STUDY TEXT: Begin

Below is a transcript of the final seconds captured on the flight data recorder:

18:55:55 CA: Power, power.
?: URV
CA: Flap.
FO: I am retracting it.
CA: URV
18:56:05 CA: Raise nose.
CA: Raise nose.
CA: Power.
18:56:14 GPWS: Sink rate, pull up, pull up, pull up, pull up
18:56:19 CA: URV
GPWS: Pull up pull up
18:56:23 (sound of collision with first peak)
GPWS: Pullup, pullup
18:56:26 (sound of impact on the second peak)
18:56:28 (tape ends)

Thirty-two minutes elapsed from the time of the first problems to the time of the crash, long enough for some passengers to write farewells to their families.

There was some confusion about who would handle the rescue in the immediate aftermath of the crash. A U.S. Air Force helicopter was the first to the crash site, some 20 minutes after impact. The crew radioed Yokota Air Base to assemble rescue teams and offered to help guide Japanese forces to the site immediately. Japanese government representatives ordered the U.S. crew to return to Yokota Air Base because the Japan Self-Defense Forces (JSDF) were going to handle the rescue.

STUDY TEXT: End
EXTRACTED DATA: Begin

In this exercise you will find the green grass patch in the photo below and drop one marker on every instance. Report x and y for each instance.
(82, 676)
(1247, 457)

EXTRACTED DATA: End
EXTRACTED DATA: Begin

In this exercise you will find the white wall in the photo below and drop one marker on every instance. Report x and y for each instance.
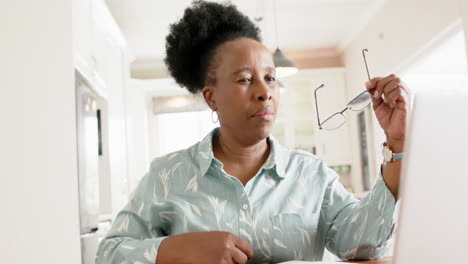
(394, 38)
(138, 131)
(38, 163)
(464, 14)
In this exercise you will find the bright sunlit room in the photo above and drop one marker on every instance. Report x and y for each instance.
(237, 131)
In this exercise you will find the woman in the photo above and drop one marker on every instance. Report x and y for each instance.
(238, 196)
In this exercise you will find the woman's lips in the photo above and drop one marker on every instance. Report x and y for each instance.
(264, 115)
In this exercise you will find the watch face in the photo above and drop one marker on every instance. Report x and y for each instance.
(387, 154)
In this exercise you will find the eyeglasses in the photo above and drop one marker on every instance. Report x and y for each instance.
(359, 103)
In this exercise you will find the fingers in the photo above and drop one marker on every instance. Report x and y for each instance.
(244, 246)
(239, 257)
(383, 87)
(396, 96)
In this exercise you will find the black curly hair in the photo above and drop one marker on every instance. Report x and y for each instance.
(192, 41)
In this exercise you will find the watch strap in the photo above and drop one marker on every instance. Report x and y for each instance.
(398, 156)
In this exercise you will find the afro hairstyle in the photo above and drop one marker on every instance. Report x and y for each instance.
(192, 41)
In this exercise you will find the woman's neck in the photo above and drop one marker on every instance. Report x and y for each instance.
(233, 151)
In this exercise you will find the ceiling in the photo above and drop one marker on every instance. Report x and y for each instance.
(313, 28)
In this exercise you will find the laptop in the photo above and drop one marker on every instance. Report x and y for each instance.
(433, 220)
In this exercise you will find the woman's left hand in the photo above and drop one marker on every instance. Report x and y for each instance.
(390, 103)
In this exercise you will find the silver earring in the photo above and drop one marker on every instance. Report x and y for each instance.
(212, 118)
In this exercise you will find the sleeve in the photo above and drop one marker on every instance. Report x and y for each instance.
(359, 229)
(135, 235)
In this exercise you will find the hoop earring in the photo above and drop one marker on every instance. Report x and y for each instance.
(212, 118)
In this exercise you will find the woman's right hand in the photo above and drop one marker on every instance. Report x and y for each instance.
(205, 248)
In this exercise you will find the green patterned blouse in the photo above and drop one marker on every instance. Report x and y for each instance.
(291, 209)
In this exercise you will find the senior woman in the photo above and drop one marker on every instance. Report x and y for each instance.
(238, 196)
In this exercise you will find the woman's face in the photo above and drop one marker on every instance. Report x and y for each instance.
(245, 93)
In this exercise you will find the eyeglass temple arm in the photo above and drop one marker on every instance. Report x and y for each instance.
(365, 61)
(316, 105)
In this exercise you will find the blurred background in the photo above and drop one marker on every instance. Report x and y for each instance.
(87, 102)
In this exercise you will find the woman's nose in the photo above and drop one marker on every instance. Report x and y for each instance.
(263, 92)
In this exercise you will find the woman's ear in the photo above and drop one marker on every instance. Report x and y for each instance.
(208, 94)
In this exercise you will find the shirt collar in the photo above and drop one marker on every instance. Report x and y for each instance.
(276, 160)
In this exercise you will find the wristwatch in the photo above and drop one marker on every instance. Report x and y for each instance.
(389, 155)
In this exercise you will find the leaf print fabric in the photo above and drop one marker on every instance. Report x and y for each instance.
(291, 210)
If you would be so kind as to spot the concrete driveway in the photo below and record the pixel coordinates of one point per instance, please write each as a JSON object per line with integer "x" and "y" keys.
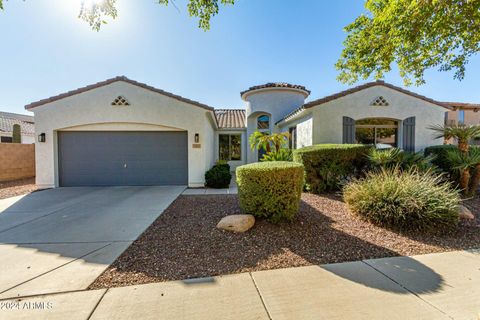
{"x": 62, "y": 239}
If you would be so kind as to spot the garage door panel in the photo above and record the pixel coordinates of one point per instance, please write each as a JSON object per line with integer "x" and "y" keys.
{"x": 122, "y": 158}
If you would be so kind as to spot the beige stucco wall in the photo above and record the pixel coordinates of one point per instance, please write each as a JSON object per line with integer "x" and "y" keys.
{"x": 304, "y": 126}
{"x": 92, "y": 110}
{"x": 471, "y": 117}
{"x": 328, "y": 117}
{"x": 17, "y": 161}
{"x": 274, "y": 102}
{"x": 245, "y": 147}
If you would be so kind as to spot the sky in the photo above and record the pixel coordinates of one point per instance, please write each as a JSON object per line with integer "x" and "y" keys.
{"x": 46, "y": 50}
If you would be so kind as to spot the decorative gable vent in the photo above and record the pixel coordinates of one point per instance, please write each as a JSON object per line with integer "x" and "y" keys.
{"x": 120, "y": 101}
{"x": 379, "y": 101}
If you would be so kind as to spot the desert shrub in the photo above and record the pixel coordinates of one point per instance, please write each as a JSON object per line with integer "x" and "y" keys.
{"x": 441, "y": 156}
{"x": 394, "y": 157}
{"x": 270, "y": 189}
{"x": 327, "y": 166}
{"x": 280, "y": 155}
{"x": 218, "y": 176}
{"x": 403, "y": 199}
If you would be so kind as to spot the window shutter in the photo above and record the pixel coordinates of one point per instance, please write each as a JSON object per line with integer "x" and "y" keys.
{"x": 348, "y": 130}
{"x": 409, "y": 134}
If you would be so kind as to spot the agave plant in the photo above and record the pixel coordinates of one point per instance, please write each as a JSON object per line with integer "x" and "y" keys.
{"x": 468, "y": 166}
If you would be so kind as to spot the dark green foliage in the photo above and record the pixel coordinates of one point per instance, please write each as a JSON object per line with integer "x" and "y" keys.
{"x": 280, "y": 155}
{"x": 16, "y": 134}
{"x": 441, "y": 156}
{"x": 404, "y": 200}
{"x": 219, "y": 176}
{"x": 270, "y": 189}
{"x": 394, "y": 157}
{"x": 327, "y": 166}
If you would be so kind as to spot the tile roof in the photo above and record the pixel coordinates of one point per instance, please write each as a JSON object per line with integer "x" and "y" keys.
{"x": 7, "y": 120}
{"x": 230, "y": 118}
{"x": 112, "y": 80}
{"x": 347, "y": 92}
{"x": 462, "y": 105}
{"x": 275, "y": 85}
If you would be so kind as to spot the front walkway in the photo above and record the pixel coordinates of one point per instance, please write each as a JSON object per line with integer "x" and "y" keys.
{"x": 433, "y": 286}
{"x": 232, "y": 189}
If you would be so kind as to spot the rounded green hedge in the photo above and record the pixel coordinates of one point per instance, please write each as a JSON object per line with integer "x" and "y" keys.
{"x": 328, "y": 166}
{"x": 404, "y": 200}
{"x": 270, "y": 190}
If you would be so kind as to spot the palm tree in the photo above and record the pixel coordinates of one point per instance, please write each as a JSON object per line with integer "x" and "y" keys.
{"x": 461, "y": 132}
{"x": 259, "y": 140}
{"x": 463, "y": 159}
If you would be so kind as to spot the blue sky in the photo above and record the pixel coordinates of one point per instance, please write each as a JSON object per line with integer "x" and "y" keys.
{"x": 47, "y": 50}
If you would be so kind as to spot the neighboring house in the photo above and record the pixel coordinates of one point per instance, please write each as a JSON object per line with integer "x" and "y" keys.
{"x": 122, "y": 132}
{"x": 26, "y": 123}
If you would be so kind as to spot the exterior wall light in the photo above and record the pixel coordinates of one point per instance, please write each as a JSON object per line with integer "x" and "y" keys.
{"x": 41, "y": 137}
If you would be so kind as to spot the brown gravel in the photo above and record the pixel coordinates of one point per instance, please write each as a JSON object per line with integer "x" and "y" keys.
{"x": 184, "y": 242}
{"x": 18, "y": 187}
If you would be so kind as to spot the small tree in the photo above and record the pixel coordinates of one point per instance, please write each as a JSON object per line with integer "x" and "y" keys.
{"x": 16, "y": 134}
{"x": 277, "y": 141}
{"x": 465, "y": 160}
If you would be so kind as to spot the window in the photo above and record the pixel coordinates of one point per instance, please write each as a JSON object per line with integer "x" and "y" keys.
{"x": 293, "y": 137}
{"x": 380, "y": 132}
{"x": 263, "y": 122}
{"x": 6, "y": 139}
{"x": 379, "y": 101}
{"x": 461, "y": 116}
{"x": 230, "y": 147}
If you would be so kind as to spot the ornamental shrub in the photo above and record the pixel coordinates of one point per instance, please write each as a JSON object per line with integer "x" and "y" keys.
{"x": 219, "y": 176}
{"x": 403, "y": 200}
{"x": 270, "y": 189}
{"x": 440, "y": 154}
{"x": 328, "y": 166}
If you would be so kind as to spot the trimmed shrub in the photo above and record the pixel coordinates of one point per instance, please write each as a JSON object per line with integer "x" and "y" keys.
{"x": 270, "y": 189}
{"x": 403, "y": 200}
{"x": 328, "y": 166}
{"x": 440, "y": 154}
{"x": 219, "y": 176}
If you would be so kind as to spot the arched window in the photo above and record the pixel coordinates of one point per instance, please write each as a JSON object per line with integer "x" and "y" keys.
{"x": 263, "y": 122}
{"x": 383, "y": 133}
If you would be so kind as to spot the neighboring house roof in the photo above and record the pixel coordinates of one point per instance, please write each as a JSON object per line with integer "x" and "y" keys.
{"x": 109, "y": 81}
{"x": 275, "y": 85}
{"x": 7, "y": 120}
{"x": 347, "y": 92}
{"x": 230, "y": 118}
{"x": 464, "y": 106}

EXTRACTED DATA: End

### WHAT THIS EXERCISE ASKS
1/ In the crash passage, how much time passed between the first problems and the crash?
2/ Go on with the crash passage, starting after its final sentence.

### ANSWERS BY ITEM
1/ Thirty-two minutes.

2/
Although a JSDF helicopter spotted the wreck during the night, poor visibility and difficult terrain prevented it from landing at the site. The helicopter pilot reported no signs of survivors. As a result, JSDF personnel did not get to the site as quickly as they might have, spending the night in a village 63 kilometers from the wreck, and not arriving until the following morning. Medical staff found a number of bodies whose injuries indicated that they had survived the crash but died from shock or exposure while awaiting rescue.

The four female survivors were seated towards the rear of the plane: Yumi Ochiai, an off-duty JAL flight attendant, age 25, who was jammed between a number of seats; Hiroko Yoshizaki, a 34-year-old woman and her 8-year-old daughter Mikiko Yoshizaki, who were trapped in an intact section of the fuselage; and a 12-year-old girl, Keiko Kawakami, who was found wedged between branches in a tree. Among the dead was the famous singer Kyu Sakamoto.

Ochiai recounted from her hospital bed that she recalled bright lights and the sound of helicopter rotors shortly after she awoke amid the wreckage, and while she could hear screaming and moaning from other survivors, this gradually died down during the night.

Below is a photo of the crash site:

A more gruesome series of images from the crash site can be found here.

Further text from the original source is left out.